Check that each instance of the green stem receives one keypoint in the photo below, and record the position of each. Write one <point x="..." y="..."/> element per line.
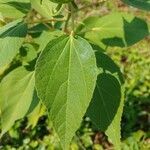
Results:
<point x="72" y="16"/>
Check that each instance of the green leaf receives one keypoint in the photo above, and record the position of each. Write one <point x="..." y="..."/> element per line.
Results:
<point x="34" y="116"/>
<point x="108" y="65"/>
<point x="105" y="101"/>
<point x="106" y="107"/>
<point x="117" y="29"/>
<point x="61" y="1"/>
<point x="14" y="8"/>
<point x="65" y="80"/>
<point x="46" y="8"/>
<point x="11" y="38"/>
<point x="16" y="95"/>
<point x="141" y="4"/>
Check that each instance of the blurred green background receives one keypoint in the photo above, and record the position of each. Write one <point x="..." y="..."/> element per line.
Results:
<point x="36" y="132"/>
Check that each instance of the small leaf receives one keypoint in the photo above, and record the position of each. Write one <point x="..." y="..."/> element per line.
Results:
<point x="117" y="29"/>
<point x="46" y="8"/>
<point x="11" y="38"/>
<point x="105" y="101"/>
<point x="14" y="8"/>
<point x="141" y="4"/>
<point x="106" y="107"/>
<point x="16" y="95"/>
<point x="65" y="79"/>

======

## GIVEN EXERCISE
Please repeat every one of the entries above word for word, with the pictures left out.

## WORKED ANSWER
Check that each instance of the green stem receives one keypoint in the photo below, and record the position of each. Write one <point x="..." y="..."/> element per line.
Results:
<point x="72" y="16"/>
Check that each instance of the green leaf receives one keypoint in the photo above, and record the position of each. Write one <point x="..." y="..."/> element per line.
Results:
<point x="34" y="116"/>
<point x="108" y="65"/>
<point x="105" y="101"/>
<point x="106" y="107"/>
<point x="117" y="29"/>
<point x="61" y="1"/>
<point x="14" y="8"/>
<point x="65" y="80"/>
<point x="46" y="8"/>
<point x="11" y="38"/>
<point x="16" y="95"/>
<point x="141" y="4"/>
Check that each instance of the blurred green background receives one keypoint in the photo above, and record the position of each. Write one <point x="..." y="..."/> element per line.
Results:
<point x="36" y="132"/>
Check that each instance of the small leaf receives one keypoint in the photo above, and record the position of each. Write one <point x="..." y="..."/> element per line.
Results:
<point x="117" y="29"/>
<point x="46" y="8"/>
<point x="11" y="38"/>
<point x="105" y="101"/>
<point x="14" y="8"/>
<point x="141" y="4"/>
<point x="106" y="107"/>
<point x="16" y="95"/>
<point x="65" y="79"/>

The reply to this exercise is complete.